Die Aufgabe =
Schreib alle folgenden Zeilen Wort für Wort ab.

Vorgegebene Zeilen =
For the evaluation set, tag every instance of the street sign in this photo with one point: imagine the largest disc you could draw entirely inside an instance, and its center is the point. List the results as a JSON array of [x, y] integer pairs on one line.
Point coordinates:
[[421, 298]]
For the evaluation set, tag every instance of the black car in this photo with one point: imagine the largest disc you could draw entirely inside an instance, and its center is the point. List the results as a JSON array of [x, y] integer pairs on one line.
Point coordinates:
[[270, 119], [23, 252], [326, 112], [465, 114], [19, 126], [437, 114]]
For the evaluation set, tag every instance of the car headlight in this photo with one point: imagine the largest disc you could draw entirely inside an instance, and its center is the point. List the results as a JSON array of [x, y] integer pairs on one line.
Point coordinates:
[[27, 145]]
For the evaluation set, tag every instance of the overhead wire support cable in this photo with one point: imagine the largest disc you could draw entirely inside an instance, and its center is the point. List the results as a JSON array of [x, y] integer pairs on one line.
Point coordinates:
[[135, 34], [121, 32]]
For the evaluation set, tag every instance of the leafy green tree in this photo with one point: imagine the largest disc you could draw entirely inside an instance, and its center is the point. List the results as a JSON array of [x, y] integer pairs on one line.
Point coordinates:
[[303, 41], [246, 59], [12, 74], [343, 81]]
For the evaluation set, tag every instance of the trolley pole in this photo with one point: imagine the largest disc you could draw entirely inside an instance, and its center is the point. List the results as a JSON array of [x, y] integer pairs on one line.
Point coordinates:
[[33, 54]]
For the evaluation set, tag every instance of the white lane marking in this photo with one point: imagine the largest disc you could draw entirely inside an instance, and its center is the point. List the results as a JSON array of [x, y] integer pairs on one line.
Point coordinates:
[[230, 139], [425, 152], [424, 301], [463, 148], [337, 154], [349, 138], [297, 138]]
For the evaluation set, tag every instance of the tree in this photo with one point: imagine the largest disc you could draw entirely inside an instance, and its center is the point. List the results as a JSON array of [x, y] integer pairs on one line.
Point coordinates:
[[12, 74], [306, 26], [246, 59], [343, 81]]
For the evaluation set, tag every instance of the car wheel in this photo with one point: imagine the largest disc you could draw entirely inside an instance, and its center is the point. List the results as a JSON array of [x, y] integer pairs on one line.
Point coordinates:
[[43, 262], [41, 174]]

Die Lösung =
For the evaluation set, tag every instance of the street sign in this photo with one point: imagine the largest disc you could draw entirely inside an instance, and its center is the point. List the results as a JSON array of [x, y] integer pairs on one line.
Point coordinates:
[[421, 298]]
For the evaluation set, tag every instance of the black car in this photo with one point: imagine the largest disc you could draw entirely inside an instance, and its center is the point. List the results as a JSON array of [x, y] integer pairs on one line.
Point coordinates:
[[270, 119], [23, 252], [326, 112], [465, 114], [19, 126], [437, 114]]
For the evaluation set, tag every instance of the car headlight in this photo with one point: imagine the largest disc you could draw entirely inside an instance, and its center is the point. List the results as a JSON array of [x, y] integer pairs on one line.
Point coordinates:
[[27, 145]]
For the evaluation set, tag every instance of the overhead wire support cable in this photo with one point: imagine the largest disc you could draw entirely inside an instance, and its center is the point. List the results as a JSON array of [x, y] integer pairs on one line.
Point coordinates:
[[135, 34], [121, 32]]
For the evaluation set, tag every instance of the leafy green tree in this photo with one point: imagine the largest disc you could draw entirely inside an instance, and its center is the point. List the results as a JSON array of [x, y] integer pairs on one line.
Point coordinates:
[[303, 41], [246, 59], [12, 74], [343, 81]]
For the evaluation set, tag every instance of the trolley pole in this photo with one point: imagine the largest disc you could draw entirely inside an instance, and its center is the point. List the results as a JSON array of [x, y] integer pairs on one line.
Point coordinates:
[[33, 54]]
For the evaluation set, tag every instance of the white lane marking in this photo with one point: imagine the largest disc you could draw entirely inside an instance, and its center is the point. List the results as a JSON array of [x, y] integer pairs on one line.
Point coordinates:
[[230, 139], [425, 152], [424, 301], [463, 148], [337, 154], [349, 138], [297, 138]]
For the evaluation set, tag every instance of the tree in this photo with one point: imagine the largest disc you could draw entirely inside an instance, and its center is the point. List the results as a JSON array of [x, y] integer pairs on one line.
Point coordinates:
[[12, 74], [306, 26], [246, 59], [343, 81]]
For the evaluation set, tag every instance of the car wheel in this photo with one point: imagine the largest disc you could draw entirely inside an instance, and its center is the point. List the results as a JSON array of [x, y] integer pairs on one line.
Point coordinates:
[[43, 262], [41, 174]]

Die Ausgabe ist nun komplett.